───── PÁGINA

La finalidad de esta formación integral, se dice, es «la unidad». No podía ser de otra manera, teniendo en cuenta que el misterio de la Iglesia es la comunión con Dios y entre los hombres, y que la Iglesia es al mismo tiempo germen de unidad en la humanidad: «Los fieles laicos han de ser formados para vivir aquella unidad con la que está marcado su mismo ser de miembros de la Iglesia y de ciudadanos de la sociedad humana» (n. 59).
¿De qué unidad se trata? No se trata de una unidad meramente externa, de intenciones, sentimientos o actividades, sino de una unidad en la persona de cada cristiano laico, entre su inteligencia, su voluntad y sus afectos, entre su interioridad y sus actos, de modo que cohesione y vivifique todas las esferas de su existencia. Aquí se emplea la expresión «unidad de vida», que el documento utiliza en varias ocasiones.
La unidad de vida, con referencia al laico, se explica aquí en estos términos:
«En su existencia no puede haber dos vidas paralelas: por una parte, la denominada vida “espiritual”, con sus valores y exigencias; y por otra, la denominada vida “secular”, es decir, la vida de familia, del trabajo, de las relaciones sociales, del compromiso político y de la cultura. (…) En efecto, todos los distintos campos de la vida laical entran en el designio de Dios, que los quiere como el “lugar histórico” del revelarse y realizarse de la caridad de Jesucristo para gloria del Padre y servicio a los hermanos» (ibid.)
Este lenguaje refleja una profunda comprensión de la secularidad cristiana (que hemos estudiado al final de la primera parte) y del modo en que los laicos la viven (como veremos en esta segunda parte).
El mundo, la vida en la sociedad civil, con sus atractivos, exigencias y dispersiones, no es para los laicos un mero escenario o marco externo que poco o nada tendría que ver con su vocación y misión cristianas. Todas esas realidades temporales son, al contrario, como lo fueron para el Hijo de Dios, las coordenadas concretas en que la Palabra de Dios se encarnó para manifestar al mundo el amor de la Trinidad, y hacer que pueda transformarse en camino de santidad para todos.

──────────
───── LÍNEAS DE DATOS

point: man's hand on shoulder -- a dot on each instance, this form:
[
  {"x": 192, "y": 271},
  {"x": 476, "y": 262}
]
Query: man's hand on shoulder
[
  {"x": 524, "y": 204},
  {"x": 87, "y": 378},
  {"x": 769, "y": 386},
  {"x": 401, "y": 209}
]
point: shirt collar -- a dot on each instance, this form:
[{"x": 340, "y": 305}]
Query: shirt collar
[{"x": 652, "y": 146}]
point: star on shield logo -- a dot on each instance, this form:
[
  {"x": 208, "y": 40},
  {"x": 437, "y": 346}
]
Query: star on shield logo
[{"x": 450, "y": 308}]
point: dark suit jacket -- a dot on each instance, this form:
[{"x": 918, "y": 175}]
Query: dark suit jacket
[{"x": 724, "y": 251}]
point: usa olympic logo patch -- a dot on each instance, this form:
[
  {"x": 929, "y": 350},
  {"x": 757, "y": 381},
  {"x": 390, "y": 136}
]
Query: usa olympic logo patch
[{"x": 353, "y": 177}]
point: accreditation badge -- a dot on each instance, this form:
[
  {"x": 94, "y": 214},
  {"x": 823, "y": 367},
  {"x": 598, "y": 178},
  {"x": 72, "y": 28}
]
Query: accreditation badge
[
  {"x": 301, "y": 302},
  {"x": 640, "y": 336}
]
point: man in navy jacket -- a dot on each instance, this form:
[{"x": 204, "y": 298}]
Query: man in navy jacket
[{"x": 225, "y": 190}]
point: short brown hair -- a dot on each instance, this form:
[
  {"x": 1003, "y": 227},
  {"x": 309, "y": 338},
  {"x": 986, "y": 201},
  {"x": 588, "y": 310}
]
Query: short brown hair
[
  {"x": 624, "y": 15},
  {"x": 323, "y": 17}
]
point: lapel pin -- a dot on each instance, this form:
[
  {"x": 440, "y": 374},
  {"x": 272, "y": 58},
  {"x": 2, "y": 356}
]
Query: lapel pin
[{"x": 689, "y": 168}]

──────────

» **LISTA DE TAREAS**
1: Según el texto sobre la unidad de vida, ¿cuál es la finalidad de la formación integral?
2: Por favor, transcribe del texto sobre la unidad de vida el fragmento que va desde «El mundo, la» hasta «santidad para todos.».
3: Enumera los ámbitos que el texto sobre la unidad de vida incluye en la denominada vida «secular».

» **EJERCICIO RESUELTO**
1: La unidad.

2:
El mundo, la vida en la sociedad civil, con sus atractivos, exigencias y dispersiones, no es para los laicos un mero escenario o marco externo que poco o nada tendría que ver con su vocación y misión cristianas. Todas esas realidades temporales son, al contrario, como lo fueron para el Hijo de Dios, las coordenadas concretas en que la Palabra de Dios se encarnó para manifestar al mundo el amor de la Trinidad, y hacer que pueda transformarse en camino de santidad para todos.

3:
- La vida de familia
- El trabajo
- Las relaciones sociales
- El compromiso político
- La cultura